• _Short exercise_: Exclude the pictures; give every entry again exactly as written.

*** Given entries ***

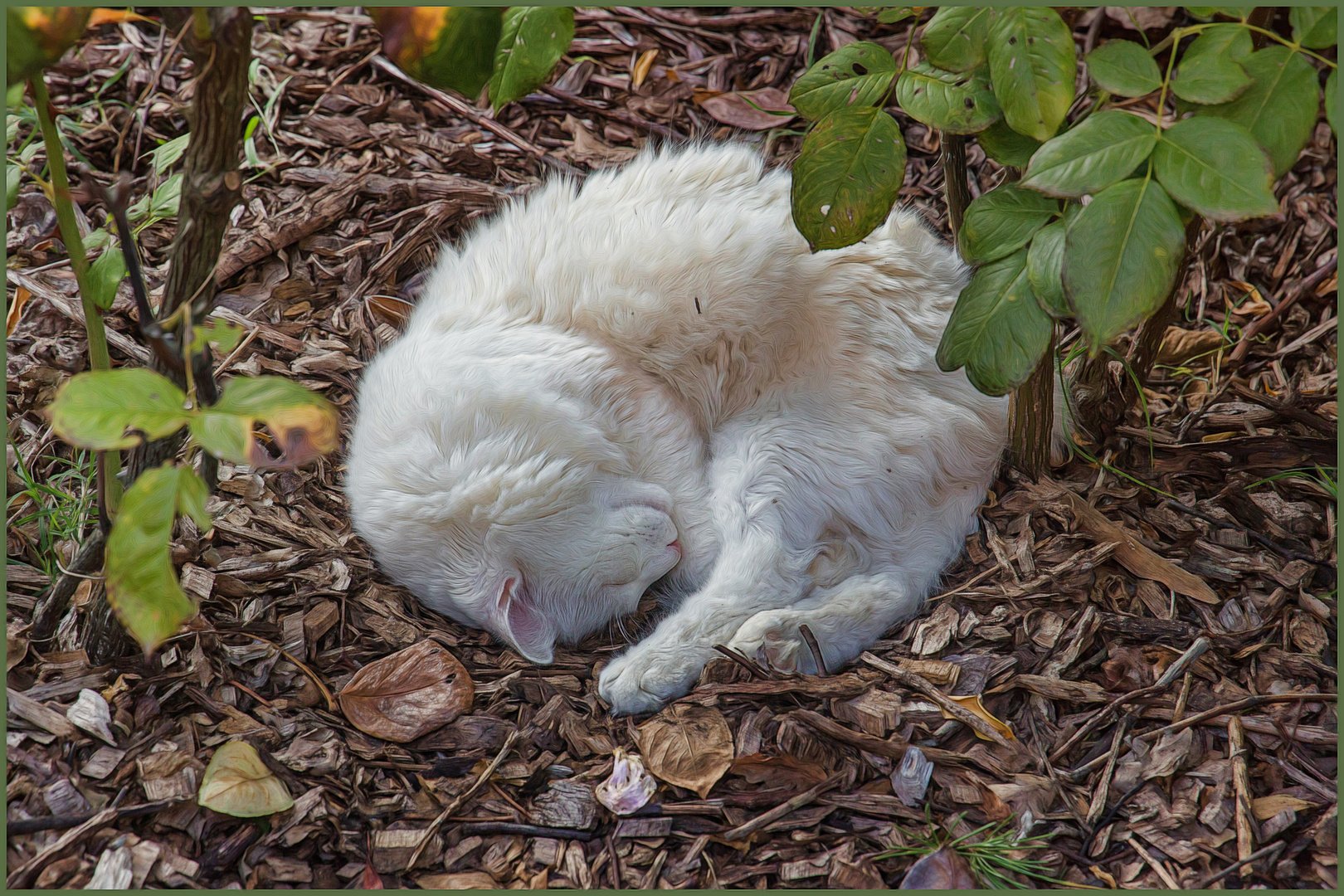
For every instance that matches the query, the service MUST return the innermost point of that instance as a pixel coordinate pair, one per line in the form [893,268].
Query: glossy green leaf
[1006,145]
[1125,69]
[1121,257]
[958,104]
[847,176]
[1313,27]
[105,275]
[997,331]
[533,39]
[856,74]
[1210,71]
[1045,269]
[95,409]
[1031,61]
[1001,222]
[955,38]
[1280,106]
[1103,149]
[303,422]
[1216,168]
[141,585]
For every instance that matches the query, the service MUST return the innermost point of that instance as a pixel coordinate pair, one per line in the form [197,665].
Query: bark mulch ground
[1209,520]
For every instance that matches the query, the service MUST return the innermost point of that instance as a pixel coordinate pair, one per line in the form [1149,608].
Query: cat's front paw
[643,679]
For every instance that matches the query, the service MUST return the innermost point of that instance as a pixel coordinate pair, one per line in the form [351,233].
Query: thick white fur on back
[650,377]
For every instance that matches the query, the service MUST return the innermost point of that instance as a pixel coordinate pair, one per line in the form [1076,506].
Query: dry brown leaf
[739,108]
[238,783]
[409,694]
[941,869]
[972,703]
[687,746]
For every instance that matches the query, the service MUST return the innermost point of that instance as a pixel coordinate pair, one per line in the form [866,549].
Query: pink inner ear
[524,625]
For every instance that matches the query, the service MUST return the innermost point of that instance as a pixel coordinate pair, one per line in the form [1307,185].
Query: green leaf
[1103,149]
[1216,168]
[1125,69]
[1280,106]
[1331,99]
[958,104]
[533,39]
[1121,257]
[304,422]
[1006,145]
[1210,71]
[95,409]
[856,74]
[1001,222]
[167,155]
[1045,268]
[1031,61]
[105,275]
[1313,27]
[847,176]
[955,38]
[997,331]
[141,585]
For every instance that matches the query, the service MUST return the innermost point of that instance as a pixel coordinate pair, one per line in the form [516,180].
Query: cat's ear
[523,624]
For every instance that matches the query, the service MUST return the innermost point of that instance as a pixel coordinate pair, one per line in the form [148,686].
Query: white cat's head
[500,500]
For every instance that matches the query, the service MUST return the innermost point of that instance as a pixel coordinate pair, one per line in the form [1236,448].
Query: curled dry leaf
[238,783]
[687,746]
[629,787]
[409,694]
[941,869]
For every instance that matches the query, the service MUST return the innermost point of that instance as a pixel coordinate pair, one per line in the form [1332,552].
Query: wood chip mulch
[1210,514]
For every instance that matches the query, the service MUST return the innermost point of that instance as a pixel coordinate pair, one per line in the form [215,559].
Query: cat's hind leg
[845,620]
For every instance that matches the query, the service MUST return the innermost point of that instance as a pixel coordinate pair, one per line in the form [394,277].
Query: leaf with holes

***

• _Task solution_:
For every instance that matches the query, the service MUST return the innermost point of that instance as a pixel coordinate pair, one per line in the form [893,268].
Query: glossy green leaf
[1006,145]
[1125,69]
[1121,257]
[958,104]
[847,176]
[1313,27]
[105,275]
[997,331]
[533,39]
[856,74]
[1210,71]
[1045,269]
[95,409]
[1031,61]
[1001,222]
[955,38]
[1280,106]
[1103,149]
[303,422]
[1216,168]
[141,585]
For every instance that matches the query, the service MUST return the innermost point of that instance as a pixel coordinate pair, one per line in the form [197,665].
Query: bark mulch ground
[1209,520]
For every instance that matches the query, the service MUST return the innermost point of that instance as a pixel coordinate pair, one per line in the form [1149,608].
Query: cat's front paw
[643,679]
For every instance that matches the query, the service MUST return the innermost point of that instance as a pixel coordinate pair, one per line in the form [351,233].
Query: thick white fur on back
[650,377]
For every instance that matches the query, the service MUST return the innermost point of that instance as a pixel coordinate pair, one per line in the form [1076,506].
Query: dry brown leaf
[739,108]
[238,783]
[409,694]
[941,869]
[972,703]
[687,746]
For every instance that matches the query, the service MUST return the innermost point of that instance as a pixel coordinate pair, one per line in the form [866,549].
Query: pink inner ear
[524,625]
For every instance that matches the query, the service MUST return the innermost point of that instance as a pixel coordinate pair, one per line in the form [1307,185].
Query: green leaf
[1103,149]
[1216,168]
[1125,69]
[1280,106]
[1331,99]
[958,104]
[533,39]
[1121,257]
[304,422]
[1006,145]
[1210,71]
[95,409]
[856,74]
[1001,222]
[167,155]
[1045,268]
[1031,61]
[105,275]
[1313,27]
[847,176]
[955,38]
[997,331]
[141,585]
For every instance that matches the query, the service MUST return the innermost point of that instance as a pixel coordinate pair, one per line in the form [516,180].
Query: cat's ear
[523,624]
For every instance that matches the query, the service MUST return the innermost point of that instance as a pixel coordinate pair, one per line in the form [148,686].
Query: white cat's head
[500,500]
For every instance that matches the query, the service MUST return the innermost point of that instance as a pixel coordinate pair, one per line in the form [1236,448].
Query: curled dry leaf
[238,783]
[687,746]
[629,787]
[409,694]
[941,869]
For every instance that matches the query, the service MUST return the innermost point of that instance as a pixel coordinate pair, one per line in the form [1332,552].
Query: wood chip mulch
[1210,514]
For every instance that matches the query, the service MUST return the innermost point of that instance as a pixel coordinate pair, one per line in the form [215,559].
Query: cat's hind leg
[845,620]
For every instance that matches the query, the service MUST return the innermost point of that instance as a pixel coordinate pair, one per line in the form [394,277].
Query: leaf with holes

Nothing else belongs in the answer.